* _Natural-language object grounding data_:
▬▬▬▬▬▬▬▬▬▬
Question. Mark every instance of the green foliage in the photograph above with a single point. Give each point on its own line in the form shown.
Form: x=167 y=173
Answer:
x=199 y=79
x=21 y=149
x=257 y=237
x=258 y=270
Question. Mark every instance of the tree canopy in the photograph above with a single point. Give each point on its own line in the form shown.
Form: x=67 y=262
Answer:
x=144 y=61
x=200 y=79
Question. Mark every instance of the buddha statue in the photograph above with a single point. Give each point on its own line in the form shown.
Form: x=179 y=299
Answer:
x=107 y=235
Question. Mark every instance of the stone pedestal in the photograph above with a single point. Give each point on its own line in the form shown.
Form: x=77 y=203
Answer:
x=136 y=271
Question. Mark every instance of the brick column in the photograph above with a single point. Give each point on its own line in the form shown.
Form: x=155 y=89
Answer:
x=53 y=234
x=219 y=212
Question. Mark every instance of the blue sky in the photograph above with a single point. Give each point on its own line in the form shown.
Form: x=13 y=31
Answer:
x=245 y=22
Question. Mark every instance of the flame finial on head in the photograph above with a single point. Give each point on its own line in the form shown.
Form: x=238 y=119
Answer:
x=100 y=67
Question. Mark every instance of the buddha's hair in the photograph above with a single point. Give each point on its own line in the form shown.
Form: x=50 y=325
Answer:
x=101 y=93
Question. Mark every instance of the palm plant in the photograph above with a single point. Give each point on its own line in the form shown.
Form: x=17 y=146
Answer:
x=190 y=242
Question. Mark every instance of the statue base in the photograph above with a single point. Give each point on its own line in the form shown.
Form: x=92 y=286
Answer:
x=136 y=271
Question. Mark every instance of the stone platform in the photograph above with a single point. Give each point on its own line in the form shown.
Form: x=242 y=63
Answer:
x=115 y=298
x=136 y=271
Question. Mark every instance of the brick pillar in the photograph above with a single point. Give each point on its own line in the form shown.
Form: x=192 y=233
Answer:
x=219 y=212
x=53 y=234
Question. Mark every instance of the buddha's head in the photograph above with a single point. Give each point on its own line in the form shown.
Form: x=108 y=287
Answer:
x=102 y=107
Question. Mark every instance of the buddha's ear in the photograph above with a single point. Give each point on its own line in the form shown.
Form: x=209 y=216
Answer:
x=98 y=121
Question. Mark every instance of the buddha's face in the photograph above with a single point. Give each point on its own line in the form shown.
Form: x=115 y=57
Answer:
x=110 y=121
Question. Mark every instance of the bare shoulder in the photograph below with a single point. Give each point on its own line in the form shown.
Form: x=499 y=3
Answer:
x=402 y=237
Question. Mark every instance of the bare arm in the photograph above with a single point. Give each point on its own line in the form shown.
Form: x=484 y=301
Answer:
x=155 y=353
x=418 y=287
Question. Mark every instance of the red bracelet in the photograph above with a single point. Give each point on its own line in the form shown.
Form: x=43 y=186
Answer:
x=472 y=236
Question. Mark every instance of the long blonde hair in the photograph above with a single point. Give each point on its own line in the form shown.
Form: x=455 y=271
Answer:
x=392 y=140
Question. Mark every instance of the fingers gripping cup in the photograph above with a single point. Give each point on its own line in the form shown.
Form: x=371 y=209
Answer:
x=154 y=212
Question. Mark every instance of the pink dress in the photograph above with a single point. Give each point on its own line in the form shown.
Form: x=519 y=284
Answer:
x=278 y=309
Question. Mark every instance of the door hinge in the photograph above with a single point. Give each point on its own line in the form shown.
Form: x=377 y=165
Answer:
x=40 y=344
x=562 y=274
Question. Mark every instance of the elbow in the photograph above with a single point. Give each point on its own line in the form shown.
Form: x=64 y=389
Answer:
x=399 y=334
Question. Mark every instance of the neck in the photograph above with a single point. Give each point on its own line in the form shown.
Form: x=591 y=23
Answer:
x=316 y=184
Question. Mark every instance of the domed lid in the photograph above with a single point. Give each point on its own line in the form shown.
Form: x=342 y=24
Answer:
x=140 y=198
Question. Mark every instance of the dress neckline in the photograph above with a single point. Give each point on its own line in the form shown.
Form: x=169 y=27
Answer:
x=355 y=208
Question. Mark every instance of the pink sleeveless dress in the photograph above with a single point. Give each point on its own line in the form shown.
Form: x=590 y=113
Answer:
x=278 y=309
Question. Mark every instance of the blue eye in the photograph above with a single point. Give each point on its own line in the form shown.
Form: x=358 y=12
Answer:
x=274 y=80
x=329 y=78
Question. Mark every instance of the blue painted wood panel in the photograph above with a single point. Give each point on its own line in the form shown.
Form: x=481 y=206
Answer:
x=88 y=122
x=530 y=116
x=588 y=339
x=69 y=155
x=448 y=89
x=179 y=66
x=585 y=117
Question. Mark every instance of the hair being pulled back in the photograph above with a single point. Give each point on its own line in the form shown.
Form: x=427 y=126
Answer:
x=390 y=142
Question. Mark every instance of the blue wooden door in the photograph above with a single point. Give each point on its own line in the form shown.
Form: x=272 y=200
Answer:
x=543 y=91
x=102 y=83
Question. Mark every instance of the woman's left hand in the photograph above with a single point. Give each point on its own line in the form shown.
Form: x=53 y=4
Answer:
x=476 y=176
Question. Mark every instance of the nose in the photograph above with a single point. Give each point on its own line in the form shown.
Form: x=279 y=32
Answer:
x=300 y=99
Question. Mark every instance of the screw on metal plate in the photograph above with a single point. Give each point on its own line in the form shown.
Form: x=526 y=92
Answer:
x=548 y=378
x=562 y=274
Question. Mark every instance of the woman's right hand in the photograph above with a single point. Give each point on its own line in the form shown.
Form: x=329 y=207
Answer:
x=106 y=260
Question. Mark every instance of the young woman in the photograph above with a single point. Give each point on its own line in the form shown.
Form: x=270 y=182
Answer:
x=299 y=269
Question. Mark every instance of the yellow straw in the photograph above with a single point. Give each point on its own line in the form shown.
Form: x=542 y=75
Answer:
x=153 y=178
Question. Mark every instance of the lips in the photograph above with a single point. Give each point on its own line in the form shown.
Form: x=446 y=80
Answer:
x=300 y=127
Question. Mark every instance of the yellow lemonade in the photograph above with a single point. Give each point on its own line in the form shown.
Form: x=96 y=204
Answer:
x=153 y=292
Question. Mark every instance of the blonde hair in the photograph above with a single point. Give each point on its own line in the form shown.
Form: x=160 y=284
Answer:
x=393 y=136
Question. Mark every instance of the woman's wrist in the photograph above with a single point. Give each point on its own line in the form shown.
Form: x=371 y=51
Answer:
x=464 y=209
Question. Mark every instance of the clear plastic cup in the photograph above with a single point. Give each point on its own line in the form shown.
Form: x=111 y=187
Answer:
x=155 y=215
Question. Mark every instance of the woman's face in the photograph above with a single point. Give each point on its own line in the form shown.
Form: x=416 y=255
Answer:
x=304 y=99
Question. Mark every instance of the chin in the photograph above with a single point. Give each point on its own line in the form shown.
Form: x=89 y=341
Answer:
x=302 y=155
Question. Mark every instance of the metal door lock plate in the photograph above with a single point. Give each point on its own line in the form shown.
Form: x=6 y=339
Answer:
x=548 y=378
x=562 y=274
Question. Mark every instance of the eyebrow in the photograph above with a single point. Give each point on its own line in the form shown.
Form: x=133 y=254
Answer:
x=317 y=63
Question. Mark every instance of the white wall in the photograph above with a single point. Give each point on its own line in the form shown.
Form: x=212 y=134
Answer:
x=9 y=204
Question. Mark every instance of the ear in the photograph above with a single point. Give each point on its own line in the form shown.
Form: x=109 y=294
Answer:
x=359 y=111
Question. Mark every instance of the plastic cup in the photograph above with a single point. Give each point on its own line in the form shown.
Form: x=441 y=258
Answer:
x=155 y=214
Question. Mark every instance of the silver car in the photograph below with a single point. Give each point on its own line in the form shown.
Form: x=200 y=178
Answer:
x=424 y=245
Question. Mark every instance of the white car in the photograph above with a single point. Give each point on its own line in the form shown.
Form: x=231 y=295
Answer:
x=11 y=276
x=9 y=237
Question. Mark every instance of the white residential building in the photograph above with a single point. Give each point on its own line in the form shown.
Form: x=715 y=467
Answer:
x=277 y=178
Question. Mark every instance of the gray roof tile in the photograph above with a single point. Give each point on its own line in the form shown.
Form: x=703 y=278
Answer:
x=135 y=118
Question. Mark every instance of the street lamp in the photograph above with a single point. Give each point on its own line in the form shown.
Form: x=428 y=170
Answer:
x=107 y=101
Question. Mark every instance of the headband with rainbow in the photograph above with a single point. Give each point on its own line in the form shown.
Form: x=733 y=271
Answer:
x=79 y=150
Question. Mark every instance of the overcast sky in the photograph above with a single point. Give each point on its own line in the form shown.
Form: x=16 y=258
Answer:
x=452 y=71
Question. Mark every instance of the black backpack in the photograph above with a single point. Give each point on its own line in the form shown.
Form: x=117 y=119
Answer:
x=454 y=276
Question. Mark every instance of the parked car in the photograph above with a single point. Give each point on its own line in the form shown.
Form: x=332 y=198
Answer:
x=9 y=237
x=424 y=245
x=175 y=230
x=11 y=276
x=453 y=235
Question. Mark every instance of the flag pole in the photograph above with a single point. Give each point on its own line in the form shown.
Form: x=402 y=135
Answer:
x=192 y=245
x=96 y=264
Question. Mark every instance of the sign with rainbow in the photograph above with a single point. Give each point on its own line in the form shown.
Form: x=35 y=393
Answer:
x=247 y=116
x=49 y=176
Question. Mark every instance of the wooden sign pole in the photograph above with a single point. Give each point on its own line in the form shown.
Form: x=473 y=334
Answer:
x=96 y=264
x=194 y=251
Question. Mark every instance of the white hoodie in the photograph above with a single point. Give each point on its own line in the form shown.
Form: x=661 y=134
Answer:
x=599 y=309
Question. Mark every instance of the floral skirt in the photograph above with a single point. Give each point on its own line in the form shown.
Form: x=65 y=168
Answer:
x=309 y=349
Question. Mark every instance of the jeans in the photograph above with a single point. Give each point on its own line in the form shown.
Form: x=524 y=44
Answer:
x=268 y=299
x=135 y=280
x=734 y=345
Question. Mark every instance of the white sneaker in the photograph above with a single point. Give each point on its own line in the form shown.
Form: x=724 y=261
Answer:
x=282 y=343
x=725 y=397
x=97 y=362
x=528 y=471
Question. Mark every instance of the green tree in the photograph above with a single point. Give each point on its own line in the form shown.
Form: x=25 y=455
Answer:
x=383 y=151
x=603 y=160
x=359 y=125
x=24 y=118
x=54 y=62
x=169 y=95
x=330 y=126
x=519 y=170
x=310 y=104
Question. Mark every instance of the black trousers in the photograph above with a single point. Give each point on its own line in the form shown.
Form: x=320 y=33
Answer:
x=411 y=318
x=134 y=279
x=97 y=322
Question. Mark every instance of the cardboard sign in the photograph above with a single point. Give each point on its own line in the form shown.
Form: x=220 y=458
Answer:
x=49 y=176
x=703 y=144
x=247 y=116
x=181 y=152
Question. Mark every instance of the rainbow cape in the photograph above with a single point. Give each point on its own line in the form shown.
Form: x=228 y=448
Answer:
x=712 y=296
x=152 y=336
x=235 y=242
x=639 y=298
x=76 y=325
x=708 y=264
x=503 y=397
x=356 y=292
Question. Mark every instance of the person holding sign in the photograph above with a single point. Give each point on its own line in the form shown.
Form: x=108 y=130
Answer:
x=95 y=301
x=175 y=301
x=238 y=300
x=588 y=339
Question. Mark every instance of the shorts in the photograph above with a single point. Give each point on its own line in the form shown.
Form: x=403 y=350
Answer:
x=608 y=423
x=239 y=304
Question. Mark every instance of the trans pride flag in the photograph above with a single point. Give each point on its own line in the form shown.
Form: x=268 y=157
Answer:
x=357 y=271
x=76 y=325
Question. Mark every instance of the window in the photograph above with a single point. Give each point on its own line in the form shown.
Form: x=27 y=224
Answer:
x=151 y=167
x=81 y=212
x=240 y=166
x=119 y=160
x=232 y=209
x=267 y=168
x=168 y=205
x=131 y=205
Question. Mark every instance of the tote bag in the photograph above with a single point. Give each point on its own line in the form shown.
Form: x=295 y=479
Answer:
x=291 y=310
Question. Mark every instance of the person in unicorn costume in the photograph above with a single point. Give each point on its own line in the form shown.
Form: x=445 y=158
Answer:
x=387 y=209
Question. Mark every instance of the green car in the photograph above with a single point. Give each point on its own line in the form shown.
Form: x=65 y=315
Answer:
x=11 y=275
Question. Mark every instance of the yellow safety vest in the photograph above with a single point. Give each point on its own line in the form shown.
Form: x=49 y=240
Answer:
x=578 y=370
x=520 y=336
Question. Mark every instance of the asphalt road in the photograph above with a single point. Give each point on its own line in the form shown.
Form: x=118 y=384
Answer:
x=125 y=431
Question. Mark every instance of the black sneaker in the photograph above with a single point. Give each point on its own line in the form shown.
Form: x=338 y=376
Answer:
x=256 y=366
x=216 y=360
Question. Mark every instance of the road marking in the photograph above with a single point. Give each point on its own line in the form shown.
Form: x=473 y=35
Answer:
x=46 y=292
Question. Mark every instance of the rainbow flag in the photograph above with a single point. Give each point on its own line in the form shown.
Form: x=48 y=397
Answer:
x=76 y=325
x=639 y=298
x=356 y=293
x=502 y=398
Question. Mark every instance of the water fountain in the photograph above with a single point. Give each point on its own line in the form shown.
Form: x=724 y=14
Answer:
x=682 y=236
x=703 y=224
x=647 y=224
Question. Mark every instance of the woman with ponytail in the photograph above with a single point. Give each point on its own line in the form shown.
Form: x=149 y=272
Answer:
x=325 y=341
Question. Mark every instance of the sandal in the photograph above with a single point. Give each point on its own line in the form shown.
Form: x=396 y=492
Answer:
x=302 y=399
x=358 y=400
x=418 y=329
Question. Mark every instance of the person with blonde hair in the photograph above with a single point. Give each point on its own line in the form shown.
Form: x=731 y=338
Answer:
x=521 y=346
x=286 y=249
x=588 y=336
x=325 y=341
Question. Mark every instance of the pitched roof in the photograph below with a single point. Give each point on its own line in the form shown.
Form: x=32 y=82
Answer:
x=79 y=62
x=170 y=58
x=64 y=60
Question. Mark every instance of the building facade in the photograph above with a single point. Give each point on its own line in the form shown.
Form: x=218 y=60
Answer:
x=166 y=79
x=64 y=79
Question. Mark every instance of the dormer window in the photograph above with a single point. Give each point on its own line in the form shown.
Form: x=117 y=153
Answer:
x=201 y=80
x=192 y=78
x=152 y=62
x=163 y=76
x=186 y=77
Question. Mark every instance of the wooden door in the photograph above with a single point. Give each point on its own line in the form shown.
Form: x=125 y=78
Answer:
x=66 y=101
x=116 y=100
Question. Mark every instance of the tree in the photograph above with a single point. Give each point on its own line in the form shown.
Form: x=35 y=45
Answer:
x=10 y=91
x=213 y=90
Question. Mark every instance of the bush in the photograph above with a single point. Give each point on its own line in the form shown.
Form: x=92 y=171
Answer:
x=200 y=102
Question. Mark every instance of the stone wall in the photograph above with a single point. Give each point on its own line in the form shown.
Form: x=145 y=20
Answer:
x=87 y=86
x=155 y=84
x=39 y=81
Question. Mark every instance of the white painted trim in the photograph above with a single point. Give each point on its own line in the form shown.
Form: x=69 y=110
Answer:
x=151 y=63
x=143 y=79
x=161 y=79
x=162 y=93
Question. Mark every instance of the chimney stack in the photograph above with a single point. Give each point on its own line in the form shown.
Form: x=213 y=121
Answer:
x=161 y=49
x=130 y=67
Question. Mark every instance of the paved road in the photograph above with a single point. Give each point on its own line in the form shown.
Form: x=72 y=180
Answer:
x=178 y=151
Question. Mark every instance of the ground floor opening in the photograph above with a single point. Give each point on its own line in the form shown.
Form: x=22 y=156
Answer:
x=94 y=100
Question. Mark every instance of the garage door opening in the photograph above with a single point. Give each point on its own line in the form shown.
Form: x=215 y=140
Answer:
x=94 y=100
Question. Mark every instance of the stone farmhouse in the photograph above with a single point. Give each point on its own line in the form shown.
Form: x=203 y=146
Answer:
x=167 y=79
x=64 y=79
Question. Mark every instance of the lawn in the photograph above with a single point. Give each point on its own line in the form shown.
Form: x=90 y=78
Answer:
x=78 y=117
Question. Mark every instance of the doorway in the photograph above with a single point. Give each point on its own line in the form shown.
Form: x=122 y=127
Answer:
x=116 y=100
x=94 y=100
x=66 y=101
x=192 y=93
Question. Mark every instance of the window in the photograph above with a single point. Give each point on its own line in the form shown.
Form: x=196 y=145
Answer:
▬▬▬▬▬▬▬▬▬▬
Taking the records as a whole, report how many of their lines include the word "bare". Nothing but the number is wanted.

2